- _What the task asks_
Transcribe all the entries word for word, but omit the images.

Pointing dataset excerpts
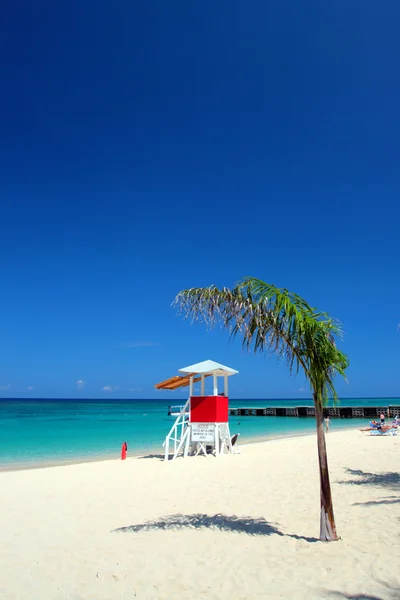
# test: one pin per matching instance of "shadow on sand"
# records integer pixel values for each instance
(386, 480)
(158, 456)
(219, 522)
(392, 591)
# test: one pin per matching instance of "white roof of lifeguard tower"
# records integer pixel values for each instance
(209, 367)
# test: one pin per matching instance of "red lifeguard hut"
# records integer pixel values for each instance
(203, 420)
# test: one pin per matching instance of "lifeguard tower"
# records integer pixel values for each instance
(203, 420)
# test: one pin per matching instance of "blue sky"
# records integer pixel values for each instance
(151, 147)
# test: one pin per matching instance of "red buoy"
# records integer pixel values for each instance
(124, 450)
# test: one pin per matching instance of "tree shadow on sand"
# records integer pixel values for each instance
(249, 525)
(386, 480)
(392, 591)
(158, 456)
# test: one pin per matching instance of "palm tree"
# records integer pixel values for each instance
(274, 320)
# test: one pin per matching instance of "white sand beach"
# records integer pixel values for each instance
(242, 526)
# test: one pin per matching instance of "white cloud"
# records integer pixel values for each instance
(139, 344)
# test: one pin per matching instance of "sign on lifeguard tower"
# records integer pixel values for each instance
(202, 424)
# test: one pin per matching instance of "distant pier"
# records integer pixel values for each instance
(335, 412)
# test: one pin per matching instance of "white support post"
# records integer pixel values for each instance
(216, 439)
(215, 385)
(187, 444)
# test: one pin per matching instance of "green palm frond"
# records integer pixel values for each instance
(273, 320)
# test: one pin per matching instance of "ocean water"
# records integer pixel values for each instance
(34, 432)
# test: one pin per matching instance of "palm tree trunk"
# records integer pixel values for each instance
(327, 531)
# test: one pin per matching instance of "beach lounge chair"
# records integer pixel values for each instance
(389, 432)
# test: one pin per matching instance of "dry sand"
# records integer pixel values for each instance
(242, 526)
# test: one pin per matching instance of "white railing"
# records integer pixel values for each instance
(179, 432)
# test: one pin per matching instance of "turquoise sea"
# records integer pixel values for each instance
(34, 432)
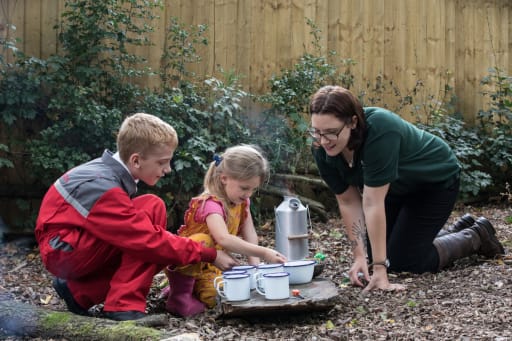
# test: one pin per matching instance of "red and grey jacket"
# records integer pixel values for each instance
(97, 197)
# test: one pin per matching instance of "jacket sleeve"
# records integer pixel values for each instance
(115, 220)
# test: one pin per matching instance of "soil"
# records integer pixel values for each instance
(471, 300)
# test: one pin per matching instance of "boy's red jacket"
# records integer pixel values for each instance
(96, 197)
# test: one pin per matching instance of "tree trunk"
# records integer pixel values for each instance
(24, 320)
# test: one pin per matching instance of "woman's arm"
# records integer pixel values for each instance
(350, 205)
(375, 214)
(220, 234)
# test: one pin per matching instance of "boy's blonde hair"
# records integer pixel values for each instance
(241, 162)
(142, 133)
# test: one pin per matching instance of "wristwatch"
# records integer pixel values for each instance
(385, 263)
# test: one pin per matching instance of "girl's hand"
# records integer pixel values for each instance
(379, 280)
(272, 256)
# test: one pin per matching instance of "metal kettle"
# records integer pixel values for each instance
(292, 224)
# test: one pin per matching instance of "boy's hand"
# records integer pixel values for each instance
(224, 261)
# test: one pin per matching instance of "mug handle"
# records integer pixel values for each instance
(216, 279)
(259, 284)
(219, 289)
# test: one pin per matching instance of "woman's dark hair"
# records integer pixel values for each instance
(340, 102)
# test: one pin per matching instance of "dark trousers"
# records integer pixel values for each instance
(413, 222)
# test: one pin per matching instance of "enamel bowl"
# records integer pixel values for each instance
(301, 271)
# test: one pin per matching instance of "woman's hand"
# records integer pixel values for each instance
(272, 256)
(379, 280)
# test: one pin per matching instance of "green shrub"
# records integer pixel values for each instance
(495, 129)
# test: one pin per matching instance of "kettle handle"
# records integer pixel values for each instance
(298, 236)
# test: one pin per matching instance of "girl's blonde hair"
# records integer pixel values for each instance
(143, 133)
(242, 162)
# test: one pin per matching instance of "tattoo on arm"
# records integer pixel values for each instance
(359, 234)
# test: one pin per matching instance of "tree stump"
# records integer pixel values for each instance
(318, 295)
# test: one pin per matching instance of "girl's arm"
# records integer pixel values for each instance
(248, 233)
(220, 234)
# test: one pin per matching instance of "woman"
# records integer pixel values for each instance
(397, 182)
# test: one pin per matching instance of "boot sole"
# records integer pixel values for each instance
(484, 223)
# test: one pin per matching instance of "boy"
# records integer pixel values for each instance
(101, 242)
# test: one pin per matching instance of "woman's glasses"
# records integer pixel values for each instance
(329, 135)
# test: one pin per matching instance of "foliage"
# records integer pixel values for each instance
(462, 140)
(495, 128)
(479, 151)
(76, 100)
(281, 130)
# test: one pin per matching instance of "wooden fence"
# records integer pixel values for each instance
(438, 42)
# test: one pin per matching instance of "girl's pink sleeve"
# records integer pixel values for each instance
(209, 207)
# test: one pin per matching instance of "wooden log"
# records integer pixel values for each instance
(24, 320)
(318, 295)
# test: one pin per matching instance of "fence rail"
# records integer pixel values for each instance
(439, 42)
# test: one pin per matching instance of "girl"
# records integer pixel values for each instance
(220, 218)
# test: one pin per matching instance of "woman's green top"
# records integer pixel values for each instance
(394, 151)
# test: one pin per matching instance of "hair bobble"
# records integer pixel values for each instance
(217, 158)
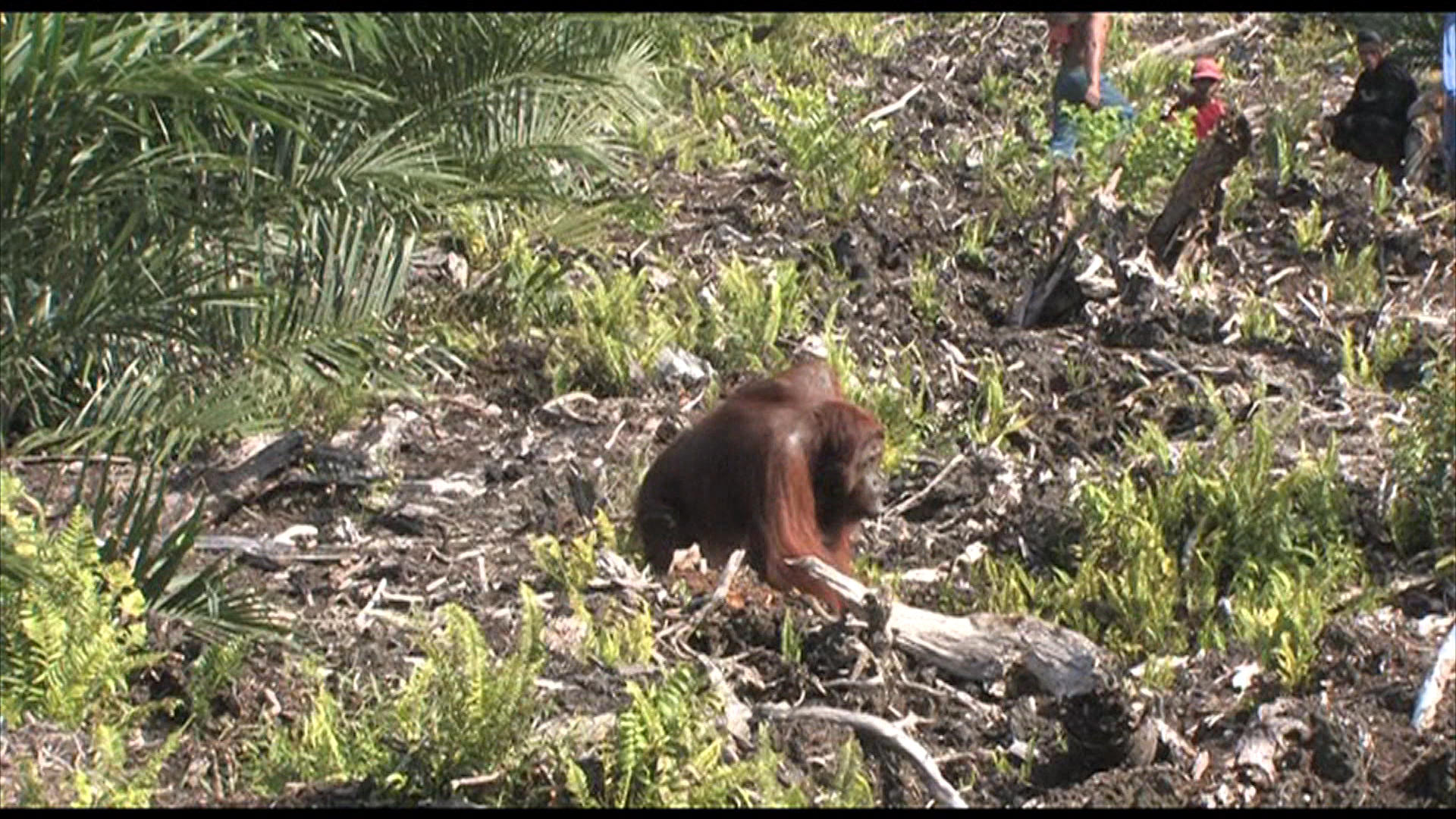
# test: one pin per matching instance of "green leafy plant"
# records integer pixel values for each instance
(72, 630)
(667, 752)
(992, 419)
(974, 234)
(1354, 279)
(226, 235)
(1310, 229)
(791, 640)
(836, 165)
(463, 711)
(1260, 321)
(612, 337)
(618, 639)
(1181, 534)
(752, 309)
(924, 297)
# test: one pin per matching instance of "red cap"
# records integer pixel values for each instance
(1206, 67)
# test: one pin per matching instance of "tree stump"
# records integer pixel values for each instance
(1209, 167)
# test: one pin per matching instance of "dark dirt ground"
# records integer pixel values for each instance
(488, 464)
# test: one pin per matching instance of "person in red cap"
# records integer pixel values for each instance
(1209, 110)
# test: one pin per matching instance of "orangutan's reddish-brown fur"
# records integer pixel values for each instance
(783, 468)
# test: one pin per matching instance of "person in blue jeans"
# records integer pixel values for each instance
(1449, 86)
(1081, 39)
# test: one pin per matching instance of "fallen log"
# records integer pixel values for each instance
(1210, 165)
(982, 648)
(1183, 47)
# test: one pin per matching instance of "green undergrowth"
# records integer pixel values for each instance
(1201, 547)
(72, 637)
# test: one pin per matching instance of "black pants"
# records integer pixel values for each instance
(1373, 139)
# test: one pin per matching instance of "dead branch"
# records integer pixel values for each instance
(893, 107)
(981, 646)
(1181, 47)
(921, 494)
(1436, 684)
(880, 729)
(1210, 164)
(680, 632)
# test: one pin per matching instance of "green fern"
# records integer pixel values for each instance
(73, 635)
(463, 711)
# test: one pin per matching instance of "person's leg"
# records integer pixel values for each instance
(1069, 88)
(1112, 98)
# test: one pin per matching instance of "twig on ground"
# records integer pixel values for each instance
(935, 482)
(880, 729)
(893, 107)
(1436, 684)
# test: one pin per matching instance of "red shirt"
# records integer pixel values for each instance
(1207, 118)
(1204, 120)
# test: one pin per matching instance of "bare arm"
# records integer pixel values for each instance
(1098, 22)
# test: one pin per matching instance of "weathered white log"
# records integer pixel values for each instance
(1436, 682)
(1181, 47)
(982, 648)
(881, 729)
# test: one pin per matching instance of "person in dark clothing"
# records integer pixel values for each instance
(1372, 126)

- _Solution to this problem_
# test: one pin per matching instance of "shadow on sand"
# records integer pixel values for each instance
(386, 480)
(158, 456)
(219, 522)
(392, 591)
# test: one pin per matching instance of "white roof of lifeguard tower"
# records integer pixel values for each instance
(209, 367)
# test: one pin per matching instance of "red lifeguard hut"
# records integer pixel values for each instance
(203, 420)
# test: one pin per matching instance of "lifeguard tower"
# records integer pixel values for each instance
(203, 420)
# test: one pin per matching instance of "blue sky"
# records integer pixel values for each instance
(151, 147)
# test: one pin per matching instance of "red buoy"
# records integer pixel values for each instance
(124, 450)
# test: one pin per matching instance of "tree shadow on sand"
# records integer pixel values for each instance
(249, 525)
(386, 480)
(392, 591)
(158, 456)
# test: one pin per matching instance of "palm tree"
# records integer pixel values for each instance
(274, 320)
# test: one pin per matching instance of "white sand beach"
# records integer pixel values for each instance
(242, 526)
# test: one pin per matching instance of "white cloud"
# records integer pixel values for each instance
(139, 344)
# test: one pin per matching instance of "sign on lifeguard tower"
# records integer pixel values for each instance
(202, 424)
# test: one pin per matching instance of "distant pier"
# records integer pixel values for each instance
(335, 412)
# test: one pin per matching instance of "white support post"
# records integer pixel values for each instance
(216, 439)
(215, 385)
(187, 444)
# test: one pin per matching instance of "green palm frond"
# records integer pixel values for each instance
(273, 320)
# test: one pin per matching instance of "ocean water"
# records integer pixel values for each instance
(34, 432)
# test: one pin per matching instance of "palm tree trunk"
# records integer pixel values for each instance
(327, 531)
# test: one pin per matching instance of "beach lounge chair"
# records integer pixel values for each instance
(389, 432)
# test: one pin per matching instance of "dry sand"
# records integer pixel values for each instance
(242, 526)
# test: one pin per matching instance of "white railing"
# records integer pixel values for each instance
(179, 432)
# test: one pin per matching instance of "turquoise sea"
# records integer pixel values for each instance
(34, 432)
# test: one pin per matching instance of "red and grey jacket"
# records integer pixel values for each instance
(97, 197)
# test: one pin per matching instance of "jacket sleeve"
# records integer pixel values for each instance
(115, 220)
# test: one pin per matching instance of "soil"
# records integer pixel values for each instance
(471, 300)
# test: one pin per matching instance of "boy's red jacket"
# records integer pixel values for each instance
(96, 197)
# test: one pin per matching instance of "tree trunk"
# records integer pixel values for each instance
(24, 320)
# test: one pin per matching instance of "woman's arm"
# records integer pixel values for each instance
(350, 205)
(375, 214)
(220, 234)
# test: one pin per matching instance of "boy's blonde hair"
# records integer pixel values for each instance
(241, 162)
(142, 133)
# test: one pin per matching instance of "wristwatch"
# records integer pixel values for each instance
(385, 263)
# test: one pin per matching instance of "girl's hand"
# records integer pixel values for each instance
(379, 280)
(272, 256)
# test: one pin per matching instance of "metal kettle"
# records integer pixel values for each instance
(292, 224)
# test: one pin per matching instance of "boy's hand"
# records integer pixel values for each instance
(224, 261)
# test: one pin per matching instance of "mug handle"
# records integer pixel values for each instance
(216, 279)
(259, 284)
(219, 289)
# test: one pin per matching instance of "woman's dark hair"
# records integer pixel values for each instance
(340, 102)
# test: one pin per matching instance of "dark trousers"
# records integer pixel values for each instance
(413, 222)
# test: one pin per matching instance of "enamel bowl"
# records integer pixel values for each instance
(301, 271)
# test: one pin per matching instance of "woman's hand"
# records integer pixel values for each instance
(272, 256)
(379, 280)
# test: one pin per matching instance of "green shrub"
# records integer pixel values for each instance
(495, 129)
# test: one pin per matching instance of "kettle handle"
# records integer pixel values for each instance
(298, 236)
# test: one pin per matching instance of "girl's blonde hair"
# records integer pixel values for each instance
(143, 133)
(242, 162)
# test: one pin per matching instance of "tattoo on arm"
# records integer pixel values for each instance
(359, 234)
# test: one pin per matching instance of "tree stump"
# records integer pixel values for each instance
(318, 295)
# test: one pin per matching instance of "girl's arm"
# records integer pixel values for each instance
(248, 233)
(220, 234)
# test: one pin per matching instance of "woman"
# records integer pixel values for each instance
(397, 182)
# test: one pin per matching instance of "boot sole"
# records integer pixel values for each instance
(484, 223)
# test: one pin per matching instance of "boy"
# records integer pixel values for each instance
(101, 242)
# test: one pin per matching instance of "woman's glasses"
# records integer pixel values for each instance
(329, 135)
# test: one pin per matching instance of "foliage"
# records integer pixel values for each instance
(462, 140)
(495, 128)
(479, 151)
(76, 100)
(281, 130)
# test: one pin per matching instance of "wooden fence"
# records integer pixel values for each instance
(438, 42)
# test: one pin per matching instance of "girl's pink sleeve"
# records integer pixel values for each instance
(209, 207)
# test: one pin per matching instance of "wooden log"
# records integer pixel values for each instance
(24, 320)
(318, 295)
# test: one pin per matching instance of "fence rail"
# records integer pixel values for each instance
(439, 42)
# test: one pin per matching instance of "girl"
# records integer pixel values for each instance
(220, 218)
# test: one pin per matching instance of "woman's green top"
# records integer pixel values for each instance
(394, 151)
# test: one pin per matching instance of "hair bobble"
# records integer pixel values for each instance
(217, 158)
# test: one pin per matching instance of "green leafy plant"
# records integer pixel values for each instance
(72, 630)
(667, 752)
(992, 419)
(974, 234)
(1354, 279)
(226, 235)
(1310, 229)
(791, 640)
(836, 165)
(463, 711)
(1260, 321)
(612, 337)
(618, 639)
(1181, 534)
(752, 309)
(924, 297)
# test: one pin per matching instance of "red cap"
# records integer pixel values for each instance
(1206, 67)
# test: one pin per matching instance of "tree stump"
# records integer pixel values for each instance
(1209, 167)
# test: one pin per matching instance of "dark dirt ground"
# records integer pixel values for each instance
(488, 464)
# test: one pin per matching instance of "person in red cap"
# records integer pixel values for each instance
(1209, 110)
# test: one pin per matching instance of "orangutan's reddish-brown fur"
# records integer pixel values for each instance
(783, 468)
# test: one pin per matching instance of "person in blue jeans"
# records integer pixel values for each instance
(1449, 86)
(1081, 39)
# test: one pin per matching instance of "fallen log"
# records integer pixel values for each instance
(1210, 165)
(982, 648)
(1183, 47)
# test: one pin per matching instance of "green undergrowth"
# records integer pixel values for each instance
(1201, 547)
(72, 637)
# test: one pin per matching instance of "black pants"
# records integer pixel values for each instance
(1373, 139)
# test: one pin per matching instance of "dead branch"
# records integer pixel values for each instance
(893, 107)
(981, 646)
(1181, 47)
(921, 494)
(1436, 684)
(880, 729)
(1210, 164)
(680, 632)
# test: one pin per matching instance of "green fern"
# records integer pixel values for each instance
(73, 635)
(463, 711)
# test: one pin per matching instance of "person's leg"
# records integer pixel values for each instance
(1069, 88)
(1112, 98)
# test: one pin per matching instance of "twig on ground"
# records integer pixel values for each instance
(935, 482)
(880, 729)
(893, 107)
(1436, 684)
# test: one pin per matching instance of "red shirt"
# records integer pixel values for each instance
(1207, 118)
(1204, 120)
# test: one pin per matching instance of "bare arm"
# records integer pixel values for each instance
(1098, 22)
# test: one pin per matching instance of "weathered white log"
# records integer pixel values for each instance
(1436, 682)
(1181, 47)
(982, 648)
(881, 729)
# test: one pin per matching instance of "person in dark clothing"
# records integer pixel values for each instance
(1372, 126)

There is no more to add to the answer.